- **Directions for this task**
Write out the data word for word and drop any picture you find.
◇ ◇ ◇ ◇ ◇
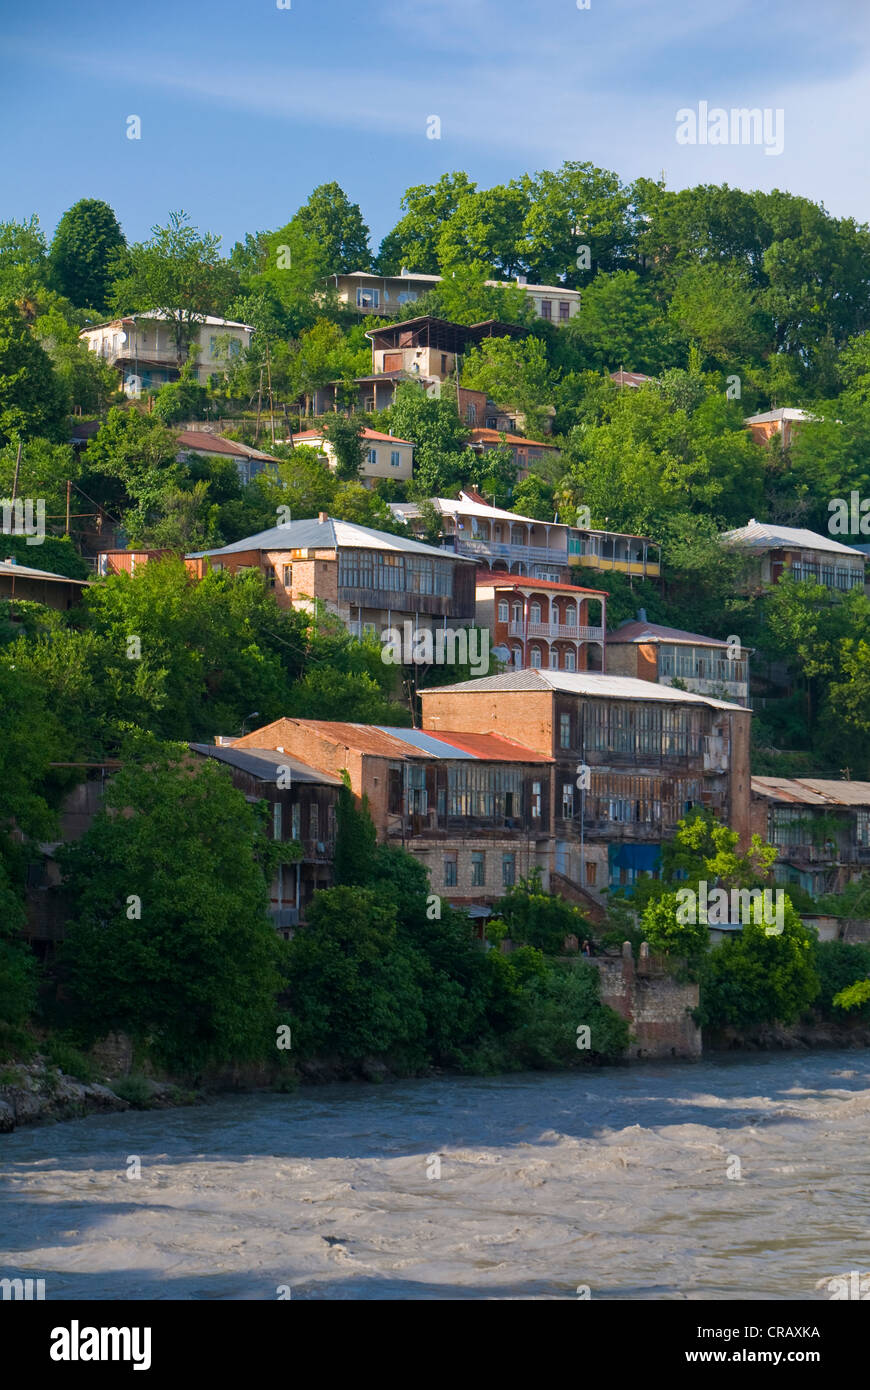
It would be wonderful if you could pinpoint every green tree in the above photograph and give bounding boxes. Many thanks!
[0,300,68,444]
[333,776,378,886]
[0,218,50,301]
[436,184,530,278]
[460,334,555,436]
[321,414,365,481]
[49,199,126,311]
[697,902,819,1030]
[290,182,372,273]
[376,172,477,274]
[521,161,634,283]
[109,211,238,365]
[59,739,288,1071]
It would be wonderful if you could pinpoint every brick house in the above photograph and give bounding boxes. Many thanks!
[607,616,750,707]
[421,670,752,904]
[186,514,477,639]
[475,572,606,673]
[231,718,554,918]
[189,743,342,934]
[750,777,870,898]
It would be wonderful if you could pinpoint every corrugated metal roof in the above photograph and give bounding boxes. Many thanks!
[275,721,548,762]
[0,560,90,585]
[187,516,476,561]
[743,408,816,424]
[423,668,745,710]
[176,432,279,462]
[721,520,864,558]
[752,776,870,806]
[189,743,343,786]
[609,620,732,648]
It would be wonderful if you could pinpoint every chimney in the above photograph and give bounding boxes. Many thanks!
[516,274,528,287]
[318,512,329,524]
[638,608,647,622]
[5,556,15,565]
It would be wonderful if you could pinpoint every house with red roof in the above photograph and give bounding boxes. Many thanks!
◇ ◇ ◇ ◇ ◇
- **Task response**
It would be wonderful if you could pinpoint every green tree in the above photograph and give bounding boxes. Many thanks!
[0,300,68,444]
[333,776,378,886]
[0,218,50,301]
[436,184,530,278]
[460,334,555,436]
[321,414,365,481]
[49,199,126,311]
[697,902,819,1030]
[290,182,372,273]
[376,172,477,274]
[521,161,634,283]
[109,211,238,365]
[59,739,288,1071]
It would be wonderful if you could pinpoint every brick house in the above photograph and give bounding boxes. Many thanks!
[607,616,750,707]
[421,670,752,904]
[186,514,477,639]
[475,572,606,673]
[231,718,554,918]
[189,743,342,934]
[750,777,870,898]
It would be wonderful if you could pinpoint every corrugated metal roof in the above photograph and give bounding boxes. Many thanks!
[275,721,548,762]
[0,560,90,585]
[187,516,476,561]
[743,408,816,424]
[423,668,745,710]
[176,432,279,462]
[721,520,864,558]
[752,776,870,806]
[189,743,343,786]
[609,620,732,648]
It would be wonderful if you could pinpoint every chimney in the above photograph and give bounding boxes. Many thanks!
[516,274,528,287]
[318,512,329,524]
[638,608,647,622]
[5,556,15,565]
It would be wonderful if you could pinpoint every house with red roof in the above photograph and give bounding boxes. Many thanks!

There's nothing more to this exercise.